(Stored dataset items)
BEGIN

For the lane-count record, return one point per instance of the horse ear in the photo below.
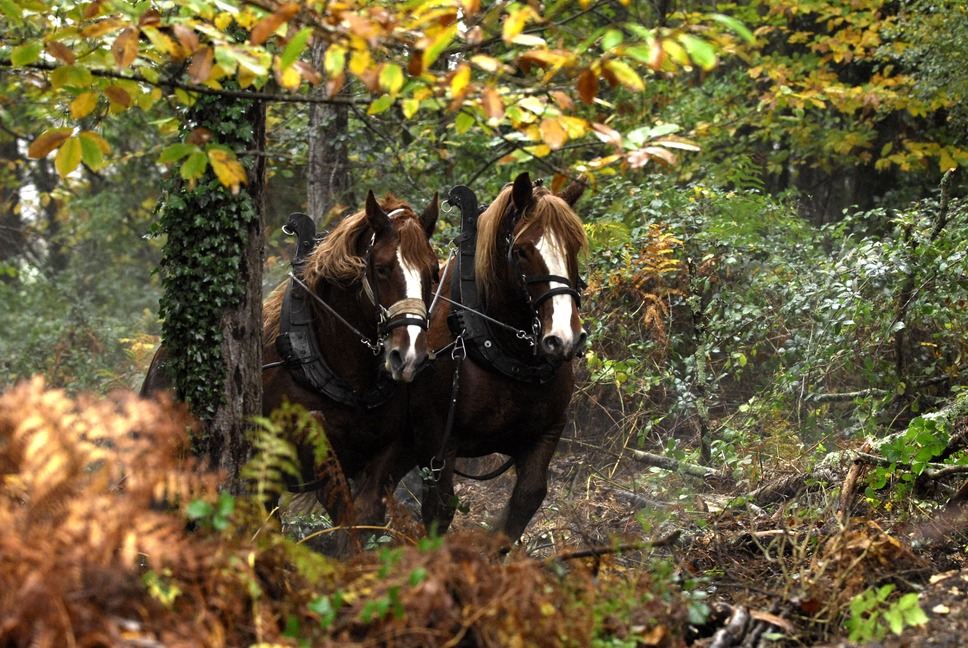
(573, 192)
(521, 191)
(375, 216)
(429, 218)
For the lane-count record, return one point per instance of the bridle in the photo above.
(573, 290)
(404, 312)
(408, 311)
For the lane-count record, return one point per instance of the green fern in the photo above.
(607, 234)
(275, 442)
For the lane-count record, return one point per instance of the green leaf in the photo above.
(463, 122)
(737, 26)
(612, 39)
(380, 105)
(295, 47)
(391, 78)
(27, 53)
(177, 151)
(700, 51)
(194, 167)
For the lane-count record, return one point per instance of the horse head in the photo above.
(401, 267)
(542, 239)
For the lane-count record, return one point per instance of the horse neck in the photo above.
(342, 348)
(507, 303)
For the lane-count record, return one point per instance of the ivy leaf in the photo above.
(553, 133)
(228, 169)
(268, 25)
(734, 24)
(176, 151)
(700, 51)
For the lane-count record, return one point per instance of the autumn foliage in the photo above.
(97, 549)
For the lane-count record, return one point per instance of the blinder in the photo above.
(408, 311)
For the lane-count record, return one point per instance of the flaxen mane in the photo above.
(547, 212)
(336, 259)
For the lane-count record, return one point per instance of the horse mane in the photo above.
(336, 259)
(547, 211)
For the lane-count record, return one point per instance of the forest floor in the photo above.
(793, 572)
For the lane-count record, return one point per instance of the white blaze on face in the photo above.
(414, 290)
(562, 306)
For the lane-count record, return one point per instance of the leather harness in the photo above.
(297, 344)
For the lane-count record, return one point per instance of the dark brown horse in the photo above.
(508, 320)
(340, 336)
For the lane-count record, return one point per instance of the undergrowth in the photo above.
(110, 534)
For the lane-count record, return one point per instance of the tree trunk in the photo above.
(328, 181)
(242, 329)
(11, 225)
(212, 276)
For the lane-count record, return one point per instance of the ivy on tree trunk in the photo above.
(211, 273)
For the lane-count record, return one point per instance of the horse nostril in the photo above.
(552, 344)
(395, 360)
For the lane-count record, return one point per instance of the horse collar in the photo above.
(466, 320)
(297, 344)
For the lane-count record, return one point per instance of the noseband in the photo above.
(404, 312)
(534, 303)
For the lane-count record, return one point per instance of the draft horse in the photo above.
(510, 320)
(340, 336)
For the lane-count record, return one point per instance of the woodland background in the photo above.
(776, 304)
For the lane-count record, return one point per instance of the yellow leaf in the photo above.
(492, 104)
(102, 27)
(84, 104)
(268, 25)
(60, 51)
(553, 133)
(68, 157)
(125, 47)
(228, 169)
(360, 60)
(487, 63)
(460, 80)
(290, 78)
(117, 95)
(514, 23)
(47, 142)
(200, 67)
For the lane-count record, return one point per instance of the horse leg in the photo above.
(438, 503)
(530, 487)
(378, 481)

END

* **What to produce**:
The answer is every line of the data, exactly as written, with the pictures dropped.

* **Response box**:
For the lane-count record, return one point per instance of the horse ear in the photo below.
(573, 192)
(521, 191)
(375, 216)
(429, 218)
For the lane-count record, return one point per instance of the bridle in the photo above.
(573, 290)
(404, 312)
(408, 311)
For the lane-count record, return one point per instance of the green fern in the photo above.
(607, 234)
(275, 442)
For the lane-count record, return one point per instance of the green leaf in the photo above.
(463, 122)
(737, 26)
(612, 39)
(380, 105)
(295, 47)
(391, 78)
(27, 53)
(177, 151)
(700, 51)
(194, 167)
For the lane-count record, return one point per instance of the horse head in the photo above.
(401, 267)
(542, 239)
For the lane-count record, return one point per instance of the horse neck in the photo above.
(342, 348)
(507, 303)
For the lane-count record, return one point per instance of the ivy leaf in the photo above.
(553, 133)
(228, 169)
(268, 25)
(734, 24)
(176, 151)
(700, 51)
For the lane-count record, return one point per instance of the autumn foliage in the photo above.
(97, 549)
For the lane-count record, return one point per instance of the blinder in the photo above.
(408, 311)
For the lane-count record, return one point per instance of the flaxen mane in the photo above.
(547, 212)
(336, 259)
For the lane-count record, return one point per instance of the horse mane in the photo above.
(336, 259)
(547, 211)
For the lane-count record, return one point per instance of the forest floor in the photo above.
(793, 572)
For the lane-count record, return one point per instance of the white blaze on face in the photo above.
(414, 290)
(562, 306)
For the lane-count record, return one point per instance of the leather harness in the photo above.
(297, 344)
For the lane-count record, return one point per instance of the dark brown horse in the photo above.
(508, 320)
(340, 336)
For the lane-count record, return one point per instance of the undergrowth in the photo above.
(110, 534)
For the lane-count record, return one point per instance of the tree trunk in the photo above.
(328, 181)
(242, 329)
(11, 225)
(212, 276)
For the lane-count record, return one point per instance of the ivy on tree trunk in the photo above.
(211, 273)
For the lane-count record, return one point per instance of the horse nostril in the photo above.
(552, 344)
(395, 360)
For the lane-count record, return one point per instance of the horse collar in the photo above.
(466, 320)
(297, 344)
For the lane-count record, return one point per instance of the noseband in the photo above.
(404, 312)
(534, 303)
For the lane-count record, return one point per instance of the draft horse in the photo above.
(510, 320)
(340, 336)
For the lane-count record, return one point per instance of the woodland background in the photo above.
(776, 304)
For the lane-count record, return one point per instance of the yellow leaf in the photo above.
(492, 104)
(102, 27)
(84, 104)
(268, 25)
(60, 51)
(553, 133)
(68, 157)
(125, 47)
(228, 169)
(360, 60)
(487, 63)
(460, 80)
(290, 78)
(117, 95)
(514, 23)
(47, 142)
(200, 67)
For the lane-count record, return one point per instance of the horse leg in the photo above.
(438, 503)
(530, 487)
(378, 481)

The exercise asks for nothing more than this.